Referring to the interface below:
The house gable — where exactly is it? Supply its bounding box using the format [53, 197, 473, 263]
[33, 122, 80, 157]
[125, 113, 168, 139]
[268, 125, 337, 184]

+ + + + +

# WORK TO BE COMPLETED:
Return every one of the rows above line for line, copying each character without change.

# REPLY:
Referring to the interface below:
The house gable — where exactly is it? Supply its bounding box using the format [53, 197, 473, 263]
[33, 122, 80, 157]
[125, 113, 168, 139]
[268, 125, 337, 184]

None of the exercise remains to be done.